■ Some records
[start]
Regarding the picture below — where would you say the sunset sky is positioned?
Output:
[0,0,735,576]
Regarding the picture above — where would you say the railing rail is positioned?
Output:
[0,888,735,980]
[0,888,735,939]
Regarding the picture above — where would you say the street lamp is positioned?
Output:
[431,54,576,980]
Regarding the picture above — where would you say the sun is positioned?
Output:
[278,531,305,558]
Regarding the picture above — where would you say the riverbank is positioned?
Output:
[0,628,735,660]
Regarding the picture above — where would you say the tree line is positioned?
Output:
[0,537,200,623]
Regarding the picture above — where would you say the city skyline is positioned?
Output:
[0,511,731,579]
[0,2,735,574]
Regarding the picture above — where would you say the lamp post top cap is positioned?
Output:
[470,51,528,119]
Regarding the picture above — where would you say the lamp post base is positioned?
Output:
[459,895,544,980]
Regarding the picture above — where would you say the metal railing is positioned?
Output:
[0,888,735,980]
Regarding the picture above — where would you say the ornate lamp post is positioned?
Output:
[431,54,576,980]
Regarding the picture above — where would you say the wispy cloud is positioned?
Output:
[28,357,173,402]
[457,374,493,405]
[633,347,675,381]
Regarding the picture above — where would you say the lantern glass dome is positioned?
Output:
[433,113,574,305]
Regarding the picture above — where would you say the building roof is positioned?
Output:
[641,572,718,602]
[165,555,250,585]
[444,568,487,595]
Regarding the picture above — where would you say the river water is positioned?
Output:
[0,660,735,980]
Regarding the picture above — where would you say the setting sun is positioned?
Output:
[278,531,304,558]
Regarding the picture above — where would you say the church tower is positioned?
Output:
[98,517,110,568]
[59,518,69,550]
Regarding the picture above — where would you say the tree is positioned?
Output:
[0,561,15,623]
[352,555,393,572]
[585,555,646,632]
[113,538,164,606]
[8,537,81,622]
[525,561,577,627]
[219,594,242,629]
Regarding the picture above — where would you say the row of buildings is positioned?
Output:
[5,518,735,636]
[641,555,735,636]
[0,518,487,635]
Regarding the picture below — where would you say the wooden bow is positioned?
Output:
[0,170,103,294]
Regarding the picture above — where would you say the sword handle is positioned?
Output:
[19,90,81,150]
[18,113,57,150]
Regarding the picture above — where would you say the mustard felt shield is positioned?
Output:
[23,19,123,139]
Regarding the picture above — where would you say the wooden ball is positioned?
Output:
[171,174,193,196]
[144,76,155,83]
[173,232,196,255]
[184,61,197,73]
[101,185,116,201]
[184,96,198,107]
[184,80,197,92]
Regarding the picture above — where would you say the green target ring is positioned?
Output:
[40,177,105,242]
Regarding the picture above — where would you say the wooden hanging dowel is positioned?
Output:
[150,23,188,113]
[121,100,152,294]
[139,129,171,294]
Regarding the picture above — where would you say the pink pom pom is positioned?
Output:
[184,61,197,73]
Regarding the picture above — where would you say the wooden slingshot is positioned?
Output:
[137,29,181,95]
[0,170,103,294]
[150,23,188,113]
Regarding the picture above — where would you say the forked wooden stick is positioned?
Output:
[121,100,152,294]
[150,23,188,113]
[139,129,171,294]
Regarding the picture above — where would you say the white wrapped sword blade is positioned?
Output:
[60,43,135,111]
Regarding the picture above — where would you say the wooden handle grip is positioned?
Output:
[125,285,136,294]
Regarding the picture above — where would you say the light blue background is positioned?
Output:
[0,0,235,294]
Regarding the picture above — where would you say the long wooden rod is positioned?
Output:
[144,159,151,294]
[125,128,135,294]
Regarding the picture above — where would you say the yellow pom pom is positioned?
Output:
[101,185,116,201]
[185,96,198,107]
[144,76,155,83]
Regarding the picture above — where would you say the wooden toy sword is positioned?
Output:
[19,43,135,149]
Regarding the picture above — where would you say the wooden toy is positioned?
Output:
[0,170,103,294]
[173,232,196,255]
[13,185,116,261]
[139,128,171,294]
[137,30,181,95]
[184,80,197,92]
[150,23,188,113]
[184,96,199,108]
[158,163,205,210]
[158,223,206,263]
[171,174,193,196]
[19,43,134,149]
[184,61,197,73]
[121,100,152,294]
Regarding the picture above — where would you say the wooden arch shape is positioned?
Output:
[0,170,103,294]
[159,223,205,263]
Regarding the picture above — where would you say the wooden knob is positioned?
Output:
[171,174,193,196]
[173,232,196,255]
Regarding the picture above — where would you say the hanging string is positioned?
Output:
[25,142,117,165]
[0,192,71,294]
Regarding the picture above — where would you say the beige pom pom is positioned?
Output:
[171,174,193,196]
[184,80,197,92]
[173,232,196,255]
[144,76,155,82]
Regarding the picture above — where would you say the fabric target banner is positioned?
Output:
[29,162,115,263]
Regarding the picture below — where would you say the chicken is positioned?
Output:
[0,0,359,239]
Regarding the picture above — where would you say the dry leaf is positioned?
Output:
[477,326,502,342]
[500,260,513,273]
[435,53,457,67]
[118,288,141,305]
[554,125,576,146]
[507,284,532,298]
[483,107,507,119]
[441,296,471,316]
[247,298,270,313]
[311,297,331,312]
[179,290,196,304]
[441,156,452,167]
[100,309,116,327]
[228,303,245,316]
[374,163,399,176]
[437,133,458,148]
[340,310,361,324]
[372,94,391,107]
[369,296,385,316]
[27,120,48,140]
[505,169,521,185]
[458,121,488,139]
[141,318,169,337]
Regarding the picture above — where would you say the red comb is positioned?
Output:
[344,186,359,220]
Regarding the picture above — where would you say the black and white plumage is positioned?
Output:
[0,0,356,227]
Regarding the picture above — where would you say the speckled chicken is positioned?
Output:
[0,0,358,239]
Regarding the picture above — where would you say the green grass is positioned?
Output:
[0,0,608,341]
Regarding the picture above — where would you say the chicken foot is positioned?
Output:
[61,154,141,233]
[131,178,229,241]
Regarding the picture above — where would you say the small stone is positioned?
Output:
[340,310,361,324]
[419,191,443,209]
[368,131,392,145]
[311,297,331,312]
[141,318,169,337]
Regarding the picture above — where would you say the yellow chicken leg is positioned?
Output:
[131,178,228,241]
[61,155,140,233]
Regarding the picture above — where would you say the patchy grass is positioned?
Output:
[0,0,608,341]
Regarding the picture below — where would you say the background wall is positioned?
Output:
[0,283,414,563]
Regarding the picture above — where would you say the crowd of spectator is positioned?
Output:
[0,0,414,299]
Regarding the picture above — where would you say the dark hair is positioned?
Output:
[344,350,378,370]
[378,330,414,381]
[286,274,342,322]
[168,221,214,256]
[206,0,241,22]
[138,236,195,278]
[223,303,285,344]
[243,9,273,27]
[end]
■ Work to be completed
Extract every line in the material above that contains the word "green".

■ Expected answer
Regarding the picture above — where would you say the green target ring is positioned?
Regarding the picture above — where would you say the green grass is positioned?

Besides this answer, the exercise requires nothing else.